SHORT EXERCISE: Return, word for word, every line that follows.

INFORMATION PROVIDED:
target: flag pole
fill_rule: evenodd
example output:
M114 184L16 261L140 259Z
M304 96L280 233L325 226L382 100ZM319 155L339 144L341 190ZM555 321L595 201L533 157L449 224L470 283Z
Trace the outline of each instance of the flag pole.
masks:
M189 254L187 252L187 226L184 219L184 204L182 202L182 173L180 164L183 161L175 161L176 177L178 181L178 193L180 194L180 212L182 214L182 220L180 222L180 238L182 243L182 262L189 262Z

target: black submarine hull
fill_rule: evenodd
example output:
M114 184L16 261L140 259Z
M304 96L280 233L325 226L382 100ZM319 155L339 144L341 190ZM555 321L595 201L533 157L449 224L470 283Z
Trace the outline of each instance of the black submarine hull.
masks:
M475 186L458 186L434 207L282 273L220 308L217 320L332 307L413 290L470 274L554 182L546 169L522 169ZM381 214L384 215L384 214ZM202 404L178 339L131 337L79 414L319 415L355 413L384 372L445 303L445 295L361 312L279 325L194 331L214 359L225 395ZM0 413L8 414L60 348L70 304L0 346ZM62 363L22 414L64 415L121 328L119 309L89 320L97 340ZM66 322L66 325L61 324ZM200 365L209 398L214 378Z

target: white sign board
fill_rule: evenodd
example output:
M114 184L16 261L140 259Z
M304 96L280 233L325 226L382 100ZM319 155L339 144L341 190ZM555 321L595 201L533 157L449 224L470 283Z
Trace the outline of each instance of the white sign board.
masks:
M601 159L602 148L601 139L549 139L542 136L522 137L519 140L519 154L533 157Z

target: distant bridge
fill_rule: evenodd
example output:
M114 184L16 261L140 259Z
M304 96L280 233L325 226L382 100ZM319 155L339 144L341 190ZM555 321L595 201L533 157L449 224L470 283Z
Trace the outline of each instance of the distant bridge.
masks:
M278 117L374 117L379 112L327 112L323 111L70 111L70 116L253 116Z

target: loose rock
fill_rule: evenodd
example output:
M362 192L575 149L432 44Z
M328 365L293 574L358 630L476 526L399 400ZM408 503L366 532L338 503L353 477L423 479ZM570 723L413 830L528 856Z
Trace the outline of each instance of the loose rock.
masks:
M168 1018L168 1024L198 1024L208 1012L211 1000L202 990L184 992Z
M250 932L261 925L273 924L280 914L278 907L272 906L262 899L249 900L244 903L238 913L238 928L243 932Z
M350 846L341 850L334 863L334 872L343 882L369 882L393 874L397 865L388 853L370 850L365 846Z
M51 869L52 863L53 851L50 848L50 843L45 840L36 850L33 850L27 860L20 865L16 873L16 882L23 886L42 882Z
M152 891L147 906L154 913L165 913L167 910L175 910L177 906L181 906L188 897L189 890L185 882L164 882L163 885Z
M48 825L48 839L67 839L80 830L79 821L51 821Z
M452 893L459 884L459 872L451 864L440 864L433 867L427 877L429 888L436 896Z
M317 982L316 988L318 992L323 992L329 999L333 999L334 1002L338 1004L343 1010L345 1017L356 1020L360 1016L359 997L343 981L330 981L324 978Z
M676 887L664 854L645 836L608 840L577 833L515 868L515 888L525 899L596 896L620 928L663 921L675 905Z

WRITTEN REPLY:
target: flag pole
fill_rule: evenodd
example output:
M114 184L16 261L140 259Z
M304 96L280 233L325 226L382 100ZM319 155L339 144L341 190ZM555 321L595 201L533 157L449 224L470 283Z
Trace the outline of each instance of the flag pole.
masks:
M189 254L187 252L187 226L184 219L184 204L182 202L182 173L180 164L183 161L175 161L176 177L178 181L178 193L180 194L180 212L182 214L182 220L180 222L180 238L182 243L182 262L189 262Z

target: black submarine hull
fill_rule: evenodd
example output:
M114 184L16 261L140 259Z
M304 96L280 233L325 226L382 100ZM319 155L339 144L341 190ZM555 321L595 201L533 157L449 224L470 283Z
Trace the outline of each instance of the black submarine hull.
masks:
M475 186L458 186L434 207L282 273L220 308L217 320L332 307L413 290L470 274L554 182L546 169L522 169ZM381 214L384 215L384 214ZM202 404L178 339L131 337L79 414L319 415L355 413L384 372L445 303L445 295L361 312L279 325L194 331L214 359L225 395ZM0 413L8 414L60 348L70 304L0 346ZM62 363L22 414L64 415L121 328L119 309L89 320L97 340ZM66 322L66 325L61 324ZM200 365L209 398L214 378Z

target: white sign board
fill_rule: evenodd
example output:
M114 184L16 261L140 259Z
M304 96L280 233L325 226L382 100ZM319 155L339 144L341 190ZM555 321L595 201L533 157L449 224L470 283Z
Trace the outline of each instance of the white sign board.
masks:
M601 159L602 148L601 139L549 139L542 136L522 137L519 140L519 154L533 157Z

target: distant bridge
fill_rule: evenodd
example output:
M114 184L16 261L140 259Z
M304 96L280 233L325 226L382 100ZM319 155L339 144L341 190ZM555 321L595 201L533 157L449 224L470 283Z
Trace the outline of each instance of the distant bridge.
masks:
M278 117L374 117L379 112L327 112L323 111L70 111L70 116L253 116Z

target: loose rock
fill_rule: evenodd
example output:
M362 192L575 149L432 44Z
M328 365L293 574L358 630L476 526L399 400ZM408 503L366 532L338 503L353 477L423 479ZM570 723L413 830L528 856Z
Trace the outline of each instance of the loose rock.
masks:
M168 1018L168 1024L198 1024L208 1012L211 1000L202 990L184 992Z
M250 932L261 925L273 924L280 914L278 907L272 906L262 899L249 900L244 903L238 913L238 928L243 932Z
M350 846L341 850L334 863L334 872L343 882L369 882L393 874L397 865L388 853L370 850L365 846Z
M51 869L52 863L53 851L50 848L50 843L45 840L36 850L33 850L27 860L20 865L16 873L16 882L23 886L42 882Z
M152 891L147 906L154 913L165 913L167 910L175 910L177 906L181 906L188 897L189 890L185 882L164 882L163 885Z
M48 825L48 839L67 839L80 830L79 821L51 821Z
M452 893L459 884L459 872L451 864L440 864L433 867L427 877L429 888L436 896Z
M317 982L316 988L318 992L323 992L329 999L333 999L334 1002L338 1004L343 1010L345 1017L356 1020L360 1016L359 997L343 981L330 981L324 978Z
M676 887L664 854L645 836L608 840L577 833L515 868L515 888L525 899L596 896L620 928L663 921L675 905Z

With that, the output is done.